## Exercise requirements
Reproduce, without alteration, the stretch of the entries below from the line containing "segment: cumulus cloud" through the line containing "60], [213, 61]]", both lines included, and omit the pictures from your answer.

========

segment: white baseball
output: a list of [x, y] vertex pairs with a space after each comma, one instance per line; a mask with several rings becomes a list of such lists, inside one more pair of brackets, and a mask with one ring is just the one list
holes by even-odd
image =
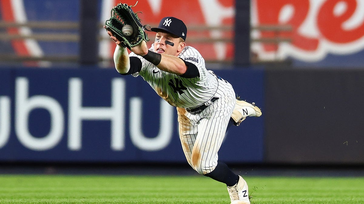
[[130, 36], [133, 34], [133, 27], [130, 25], [126, 25], [121, 29], [121, 32], [126, 36]]

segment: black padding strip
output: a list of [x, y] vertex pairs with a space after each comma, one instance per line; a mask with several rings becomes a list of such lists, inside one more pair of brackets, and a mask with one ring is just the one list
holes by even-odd
[[143, 56], [143, 58], [157, 66], [161, 63], [162, 55], [159, 53], [148, 50], [148, 54]]
[[142, 61], [140, 59], [136, 57], [129, 57], [130, 61], [130, 68], [129, 71], [125, 74], [120, 74], [123, 75], [132, 74], [140, 72], [142, 70]]
[[198, 69], [194, 64], [183, 61], [185, 64], [187, 66], [187, 70], [186, 72], [179, 76], [184, 78], [194, 78], [196, 77], [200, 77], [200, 73], [198, 72]]

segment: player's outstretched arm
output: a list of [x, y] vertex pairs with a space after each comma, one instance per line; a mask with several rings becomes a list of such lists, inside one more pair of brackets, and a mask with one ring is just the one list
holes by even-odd
[[[183, 47], [181, 47], [181, 50], [183, 48]], [[143, 57], [165, 72], [181, 75], [184, 74], [187, 69], [183, 60], [179, 57], [172, 55], [161, 54], [149, 50], [145, 41], [142, 41], [136, 46], [132, 48], [131, 49], [135, 54]]]
[[186, 64], [181, 58], [166, 54], [161, 56], [161, 62], [157, 66], [159, 69], [177, 75], [182, 75], [187, 70]]
[[[104, 28], [105, 27], [104, 26]], [[114, 54], [115, 68], [120, 74], [126, 73], [130, 68], [129, 54], [126, 50], [126, 48], [120, 46], [121, 42], [116, 37], [113, 36], [111, 32], [108, 30], [107, 34], [110, 36], [110, 38], [115, 42], [116, 44]]]

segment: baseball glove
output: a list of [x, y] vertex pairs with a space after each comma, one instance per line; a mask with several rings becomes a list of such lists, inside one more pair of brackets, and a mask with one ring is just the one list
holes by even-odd
[[[145, 31], [145, 26], [142, 25], [138, 15], [131, 9], [131, 7], [136, 5], [129, 6], [126, 4], [118, 4], [111, 9], [111, 17], [105, 22], [106, 29], [120, 41], [120, 45], [131, 50], [131, 48], [136, 46], [143, 40], [149, 40]], [[123, 34], [122, 30], [126, 25], [132, 27], [133, 32], [130, 36]]]

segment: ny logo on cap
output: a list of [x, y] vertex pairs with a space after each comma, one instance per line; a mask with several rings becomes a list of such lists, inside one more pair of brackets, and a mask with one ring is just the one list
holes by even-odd
[[166, 19], [166, 20], [164, 20], [164, 23], [163, 23], [163, 25], [165, 26], [169, 26], [169, 25], [171, 24], [171, 22], [172, 19]]

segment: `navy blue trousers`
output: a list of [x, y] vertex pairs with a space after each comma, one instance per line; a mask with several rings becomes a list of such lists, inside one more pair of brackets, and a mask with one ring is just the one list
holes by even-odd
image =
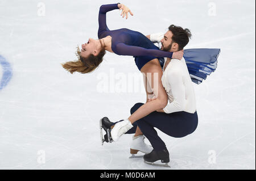
[[[135, 104], [131, 109], [131, 115], [143, 104], [141, 103]], [[155, 150], [161, 150], [166, 149], [166, 144], [158, 136], [154, 128], [171, 137], [181, 138], [193, 133], [197, 123], [196, 111], [194, 113], [184, 111], [171, 113], [154, 111], [134, 123], [133, 127], [126, 134], [135, 133], [138, 126], [153, 148]]]

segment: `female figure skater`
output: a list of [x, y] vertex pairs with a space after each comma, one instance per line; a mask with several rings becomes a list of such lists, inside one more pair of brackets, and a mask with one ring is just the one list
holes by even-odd
[[[100, 39], [89, 39], [87, 43], [82, 45], [81, 52], [77, 51], [80, 60], [63, 64], [64, 69], [71, 73], [75, 71], [82, 74], [92, 72], [102, 61], [105, 50], [118, 55], [151, 56], [181, 59], [183, 51], [173, 53], [159, 50], [148, 39], [139, 32], [126, 28], [109, 30], [106, 23], [106, 13], [117, 9], [123, 10], [122, 14], [126, 15], [126, 18], [128, 12], [133, 15], [128, 7], [120, 3], [102, 5], [98, 16], [98, 37]], [[146, 63], [138, 62], [140, 64], [139, 69], [141, 70]]]
[[[127, 55], [135, 57], [136, 64], [140, 70], [153, 58], [138, 58], [139, 57], [147, 56], [156, 58], [159, 57], [168, 57], [179, 60], [182, 58], [183, 55], [183, 50], [174, 53], [159, 50], [159, 48], [155, 46], [150, 40], [138, 32], [126, 28], [113, 31], [109, 30], [106, 24], [106, 13], [117, 9], [123, 10], [123, 17], [125, 14], [127, 18], [128, 12], [133, 15], [131, 11], [123, 5], [118, 3], [101, 6], [100, 9], [98, 18], [99, 28], [98, 36], [100, 39], [94, 40], [89, 39], [87, 43], [82, 45], [81, 52], [78, 49], [77, 55], [79, 60], [77, 61], [68, 62], [63, 64], [63, 66], [64, 68], [71, 73], [75, 71], [81, 73], [91, 72], [102, 62], [103, 56], [105, 54], [105, 50], [110, 52], [115, 53], [118, 55]], [[195, 75], [193, 78], [195, 78], [196, 81], [197, 81], [196, 83], [199, 83], [198, 82], [200, 83], [200, 81], [201, 82], [203, 79], [206, 78], [207, 75], [205, 75], [208, 73], [207, 71], [204, 72], [203, 75], [205, 77], [202, 77], [203, 76], [197, 76], [200, 75], [200, 74], [201, 73], [201, 71], [199, 71], [200, 69], [209, 67], [208, 65], [212, 63], [212, 58], [216, 56], [216, 52], [212, 52], [211, 49], [206, 49], [185, 50], [184, 52], [185, 53], [184, 58], [186, 62], [189, 61], [189, 64], [187, 65], [189, 71], [190, 70], [189, 67], [190, 65], [191, 65], [191, 67], [192, 68], [189, 73], [191, 73], [191, 75]], [[212, 66], [210, 68], [212, 69], [210, 69], [210, 70], [213, 71], [216, 67]], [[209, 72], [210, 71], [209, 71]], [[140, 107], [141, 110], [142, 107], [144, 108], [143, 108], [143, 111], [142, 112], [138, 113], [138, 111], [137, 111], [137, 113], [134, 113], [134, 115], [133, 117], [133, 122], [135, 122], [136, 120], [144, 117], [153, 111], [164, 108], [167, 103], [167, 99], [166, 92], [164, 92], [163, 94], [165, 94], [164, 97], [166, 97], [164, 100], [161, 102], [159, 99], [158, 100], [159, 102], [162, 102], [160, 107], [157, 107], [154, 106], [153, 102], [155, 102], [156, 100], [148, 102], [146, 104], [147, 104], [147, 106], [145, 107], [144, 106], [145, 105], [143, 105]], [[122, 122], [126, 123], [126, 124], [130, 124], [130, 121], [129, 121], [129, 123], [127, 121]], [[124, 125], [122, 127], [125, 127]], [[118, 132], [123, 133], [126, 132], [126, 131], [123, 129], [122, 131]], [[118, 136], [120, 136], [121, 134], [118, 133]]]

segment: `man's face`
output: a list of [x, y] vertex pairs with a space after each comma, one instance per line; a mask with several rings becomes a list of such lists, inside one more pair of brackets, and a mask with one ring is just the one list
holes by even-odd
[[173, 43], [172, 37], [172, 33], [171, 31], [167, 31], [164, 35], [164, 38], [161, 40], [162, 48], [161, 50], [170, 52], [172, 48], [172, 45]]

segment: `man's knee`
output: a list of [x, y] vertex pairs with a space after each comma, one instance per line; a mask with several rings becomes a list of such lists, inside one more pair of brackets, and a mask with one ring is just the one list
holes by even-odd
[[141, 103], [138, 103], [135, 104], [135, 105], [133, 106], [133, 107], [131, 108], [131, 111], [130, 111], [131, 115], [133, 114], [134, 112], [135, 112], [143, 104], [144, 104]]

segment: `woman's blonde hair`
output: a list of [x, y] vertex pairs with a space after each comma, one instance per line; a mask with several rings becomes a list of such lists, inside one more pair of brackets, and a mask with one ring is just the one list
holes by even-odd
[[75, 71], [86, 74], [93, 71], [100, 65], [105, 53], [106, 51], [102, 48], [97, 56], [91, 54], [88, 57], [84, 58], [81, 56], [81, 51], [77, 45], [76, 55], [78, 60], [69, 61], [61, 65], [71, 74]]

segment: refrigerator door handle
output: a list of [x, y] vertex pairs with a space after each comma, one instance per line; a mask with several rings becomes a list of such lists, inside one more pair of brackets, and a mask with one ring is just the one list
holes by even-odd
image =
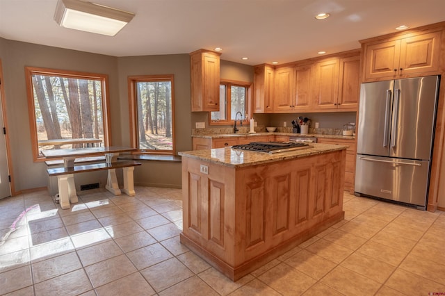
[[398, 99], [400, 90], [394, 90], [394, 108], [393, 110], [392, 126], [391, 126], [391, 147], [396, 146], [396, 138], [397, 137], [397, 120], [398, 116]]
[[387, 90], [387, 104], [385, 108], [385, 129], [383, 130], [383, 147], [388, 146], [388, 122], [389, 120], [389, 103], [391, 102], [391, 90]]
[[394, 163], [394, 164], [396, 164], [396, 165], [415, 165], [416, 167], [421, 167], [422, 166], [421, 163], [405, 163], [405, 162], [403, 162], [403, 161], [394, 162], [394, 161], [384, 161], [382, 159], [368, 158], [366, 157], [359, 157], [359, 159], [361, 160], [361, 161], [377, 161], [378, 163]]

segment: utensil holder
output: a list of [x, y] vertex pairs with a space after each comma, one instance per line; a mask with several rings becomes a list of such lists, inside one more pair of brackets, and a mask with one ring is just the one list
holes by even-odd
[[301, 133], [302, 135], [306, 135], [309, 132], [309, 126], [302, 125], [300, 126], [300, 129], [301, 130], [300, 133]]

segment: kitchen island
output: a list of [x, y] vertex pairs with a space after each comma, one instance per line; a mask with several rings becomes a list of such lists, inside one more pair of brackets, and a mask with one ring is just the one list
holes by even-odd
[[346, 146], [181, 152], [181, 242], [236, 281], [342, 220]]

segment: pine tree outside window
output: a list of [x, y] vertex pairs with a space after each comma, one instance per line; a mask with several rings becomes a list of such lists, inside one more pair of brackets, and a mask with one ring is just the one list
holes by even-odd
[[108, 76], [25, 67], [34, 160], [52, 149], [108, 145]]
[[173, 79], [129, 77], [131, 142], [140, 153], [175, 154]]

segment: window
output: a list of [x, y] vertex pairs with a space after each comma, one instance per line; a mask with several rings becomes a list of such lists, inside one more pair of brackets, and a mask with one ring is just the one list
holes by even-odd
[[239, 81], [221, 81], [220, 110], [211, 113], [211, 124], [232, 124], [237, 120], [247, 118], [249, 113], [250, 84]]
[[173, 75], [129, 77], [131, 141], [142, 153], [175, 154]]
[[106, 75], [25, 72], [34, 160], [44, 149], [108, 145]]

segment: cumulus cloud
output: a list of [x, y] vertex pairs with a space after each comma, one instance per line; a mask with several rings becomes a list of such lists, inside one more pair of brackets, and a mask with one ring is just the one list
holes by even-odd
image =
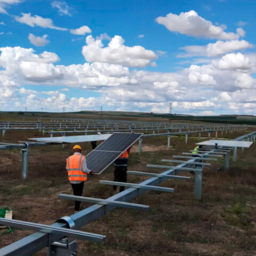
[[11, 4], [19, 4], [19, 3], [20, 3], [20, 0], [0, 0], [0, 13], [7, 14], [8, 13], [5, 10], [6, 7]]
[[205, 46], [190, 45], [181, 47], [187, 53], [181, 53], [179, 57], [193, 56], [216, 57], [227, 52], [251, 48], [253, 45], [245, 40], [230, 40], [228, 41], [217, 41]]
[[[2, 47], [0, 51], [3, 110], [25, 106], [34, 110], [39, 106], [46, 111], [62, 111], [63, 106], [67, 111], [75, 111], [74, 108], [98, 109], [99, 106], [107, 105], [126, 111], [167, 113], [172, 102], [175, 113], [233, 113], [239, 106], [241, 114], [250, 113], [256, 101], [256, 83], [251, 75], [256, 67], [253, 55], [244, 56], [251, 67], [247, 69], [237, 69], [236, 65], [236, 68], [226, 68], [226, 65], [225, 69], [220, 69], [220, 58], [207, 65], [161, 73], [98, 62], [58, 65], [54, 63], [59, 60], [54, 53], [36, 54], [32, 49], [20, 47]], [[38, 91], [35, 89], [38, 84], [60, 89]], [[27, 85], [34, 85], [35, 89], [26, 90]], [[65, 93], [72, 88], [83, 89], [83, 97], [68, 98]], [[102, 96], [86, 97], [86, 92], [92, 90]], [[230, 105], [233, 102], [235, 104]], [[47, 109], [50, 106], [51, 109]]]
[[224, 26], [213, 25], [193, 10], [181, 12], [179, 15], [170, 13], [165, 17], [157, 18], [156, 21], [170, 31], [191, 36], [231, 40], [237, 39], [243, 34], [242, 29], [239, 29], [238, 34], [225, 32]]
[[213, 65], [219, 69], [248, 70], [252, 68], [249, 58], [242, 53], [229, 53], [220, 60], [213, 61]]
[[155, 66], [150, 61], [157, 58], [151, 50], [140, 45], [130, 47], [124, 45], [124, 40], [120, 36], [115, 36], [108, 46], [104, 47], [101, 40], [94, 39], [88, 36], [86, 45], [83, 47], [82, 54], [87, 61], [119, 64], [128, 67]]
[[91, 33], [92, 30], [87, 26], [82, 26], [76, 29], [70, 29], [70, 33], [74, 35], [85, 35], [86, 33]]
[[51, 5], [53, 8], [57, 8], [60, 15], [67, 15], [72, 16], [70, 13], [71, 8], [70, 8], [66, 2], [53, 1]]
[[103, 33], [101, 34], [99, 36], [97, 36], [96, 37], [96, 39], [100, 40], [101, 41], [103, 40], [108, 40], [110, 41], [111, 40], [111, 37], [107, 33]]
[[21, 17], [18, 16], [15, 17], [15, 19], [19, 22], [26, 24], [27, 25], [33, 27], [38, 26], [44, 28], [51, 28], [52, 29], [57, 29], [58, 30], [67, 30], [66, 28], [56, 27], [53, 25], [52, 20], [49, 18], [43, 18], [38, 15], [31, 16], [30, 13], [22, 13]]
[[35, 35], [29, 33], [28, 38], [32, 44], [34, 44], [36, 46], [44, 46], [50, 42], [46, 39], [47, 36], [47, 35], [44, 35], [42, 37], [41, 37], [40, 36], [36, 36]]

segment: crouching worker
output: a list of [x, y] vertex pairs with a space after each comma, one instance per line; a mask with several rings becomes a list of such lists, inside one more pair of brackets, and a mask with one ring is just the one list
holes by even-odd
[[[115, 170], [114, 171], [114, 181], [121, 182], [127, 182], [127, 166], [128, 164], [128, 157], [129, 156], [131, 146], [126, 149], [117, 159], [114, 162]], [[114, 191], [116, 191], [117, 186], [113, 186]], [[124, 190], [124, 187], [120, 187], [119, 192]]]
[[[85, 157], [81, 154], [81, 151], [80, 146], [74, 146], [74, 154], [67, 158], [66, 167], [74, 195], [79, 196], [83, 194], [84, 181], [87, 180], [87, 173], [94, 174], [93, 171], [87, 167]], [[75, 201], [75, 212], [79, 211], [80, 203], [79, 201]]]

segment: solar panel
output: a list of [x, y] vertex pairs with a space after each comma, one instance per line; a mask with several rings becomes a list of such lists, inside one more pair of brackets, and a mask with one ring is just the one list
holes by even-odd
[[99, 174], [142, 134], [114, 132], [85, 156], [88, 168], [95, 174]]
[[105, 140], [109, 138], [111, 135], [110, 134], [79, 135], [77, 136], [61, 136], [59, 137], [30, 138], [28, 139], [44, 142], [79, 143]]

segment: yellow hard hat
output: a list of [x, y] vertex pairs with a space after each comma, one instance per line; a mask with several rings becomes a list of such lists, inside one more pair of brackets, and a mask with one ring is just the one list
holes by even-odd
[[82, 148], [79, 145], [75, 145], [73, 147], [73, 150], [74, 149], [80, 149], [81, 150], [82, 150]]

========

## Answer to this task
segment: cumulus cloud
output: a list of [x, y] vertex pairs with a space after each comma, one instance per line; a mask with several rings becomes a list of such lists, inside one more pair of brackets, and a mask with one ring is just the one list
holes by even-odd
image =
[[11, 4], [19, 4], [19, 3], [20, 3], [20, 0], [0, 0], [0, 13], [7, 14], [8, 13], [5, 10], [6, 7]]
[[205, 46], [190, 45], [181, 47], [187, 53], [181, 53], [179, 57], [193, 56], [216, 57], [227, 52], [251, 48], [253, 45], [245, 40], [230, 40], [228, 41], [217, 41]]
[[[2, 47], [0, 51], [3, 110], [25, 106], [34, 110], [39, 106], [46, 111], [62, 111], [63, 106], [67, 111], [75, 111], [74, 108], [98, 109], [99, 106], [107, 105], [126, 111], [167, 113], [172, 102], [175, 113], [233, 113], [239, 106], [241, 114], [250, 113], [256, 101], [256, 83], [251, 75], [256, 67], [253, 55], [244, 56], [251, 67], [247, 69], [237, 69], [236, 65], [236, 68], [226, 68], [226, 65], [225, 69], [220, 69], [220, 58], [207, 65], [161, 73], [98, 62], [58, 65], [54, 63], [59, 60], [54, 53], [36, 54], [32, 49], [20, 47]], [[38, 91], [35, 89], [38, 84], [60, 89]], [[27, 85], [34, 85], [35, 89], [26, 90]], [[65, 93], [72, 88], [83, 89], [83, 97], [68, 98]], [[102, 96], [86, 97], [86, 92], [92, 90]], [[230, 105], [233, 102], [235, 104]], [[47, 109], [50, 106], [51, 109]]]
[[224, 26], [213, 25], [193, 10], [181, 12], [179, 15], [170, 13], [165, 17], [157, 18], [156, 21], [170, 31], [191, 36], [231, 40], [237, 39], [243, 34], [242, 29], [239, 29], [238, 34], [225, 32]]
[[213, 65], [219, 69], [248, 70], [252, 68], [249, 58], [242, 53], [229, 53], [220, 60], [213, 61]]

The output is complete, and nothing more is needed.